This may sound nerdy, but it’s important. If the change is accepted, the hope is that fewer false positives will corrupt the scientific literature. It’s become too easy — using shady techniques known as p-hacking, and outcome switching — to find some publishable result that reaches the .05 significance level.

“There’s a major problem using p-values the way we have been using them,” says John Ioannidis, a Stanford professor of health research and one of the authors of the paper. “It’s causing a flood of misleading claims in the literature.”

Don’t be mistaken: This proposal won’t solve all the problems in science. “I see it as a dam to contain the flood until we make sure we have the more permanent fixes,” Ioannidis says. He calls it a “quick fix.” Though not everyone agrees it’s the best course of action.

At best, the proposal is an easy change to implement to protect academic literature from faulty change. At worst, it’s a patronizing decree that avoids addressing the real problem at the heart of science’s woes.

There is a lot to unpack and understand here. So we’re going to take it slow.

What is a p-value?

 Mick Wiggins / Getty Creative Images

Even the simplest definitions of p-values tend to get complicated. So bear with me as I break it down.

When researchers calculate a p-value, they’re putting to the test what’s known as the null hypothesis. First thing to know: This is not a test of the question the experimenter most desperately wants to answer.

Let’s say the experimenter really wants to know if eating one bar of chocolate a day leads to weight loss. To test that, they assign 50 participants to eat one bar of chocolate a day. Another 50 are commanded to abstain from the delicious stuff. Both groups are weighed before the experiment, and then after. And their average weight change is compared.

§ **What the task requires**:
In the excerpt on p-values, how many participants are assigned to eat one bar of chocolate a day?

§ **Raw records**:
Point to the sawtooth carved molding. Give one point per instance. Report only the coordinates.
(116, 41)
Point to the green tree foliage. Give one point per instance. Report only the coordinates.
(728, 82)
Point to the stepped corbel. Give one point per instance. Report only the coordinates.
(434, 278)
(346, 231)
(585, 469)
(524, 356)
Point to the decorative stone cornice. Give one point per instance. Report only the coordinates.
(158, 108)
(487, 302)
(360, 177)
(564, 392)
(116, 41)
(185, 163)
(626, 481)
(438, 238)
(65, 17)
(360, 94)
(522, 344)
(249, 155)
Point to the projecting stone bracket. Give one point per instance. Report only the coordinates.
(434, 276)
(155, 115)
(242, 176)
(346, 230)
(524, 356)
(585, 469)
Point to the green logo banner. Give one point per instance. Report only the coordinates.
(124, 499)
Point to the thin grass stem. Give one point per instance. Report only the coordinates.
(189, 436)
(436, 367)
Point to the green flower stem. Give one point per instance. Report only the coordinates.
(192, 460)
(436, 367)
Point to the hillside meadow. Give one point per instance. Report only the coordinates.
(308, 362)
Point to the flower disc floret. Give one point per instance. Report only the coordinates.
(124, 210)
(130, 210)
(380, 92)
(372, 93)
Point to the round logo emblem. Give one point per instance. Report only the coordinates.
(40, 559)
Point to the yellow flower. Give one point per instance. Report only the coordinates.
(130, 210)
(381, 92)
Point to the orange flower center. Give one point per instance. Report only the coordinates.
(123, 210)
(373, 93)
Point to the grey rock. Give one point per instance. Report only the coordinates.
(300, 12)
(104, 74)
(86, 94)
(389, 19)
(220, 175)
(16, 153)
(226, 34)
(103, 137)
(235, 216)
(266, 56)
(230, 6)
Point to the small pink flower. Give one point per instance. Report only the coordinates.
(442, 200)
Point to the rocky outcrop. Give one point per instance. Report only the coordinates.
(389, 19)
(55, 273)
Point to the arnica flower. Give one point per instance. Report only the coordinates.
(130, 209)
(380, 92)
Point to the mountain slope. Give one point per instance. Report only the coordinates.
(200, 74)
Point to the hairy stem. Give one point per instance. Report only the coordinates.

§ **Result**:
50 participants.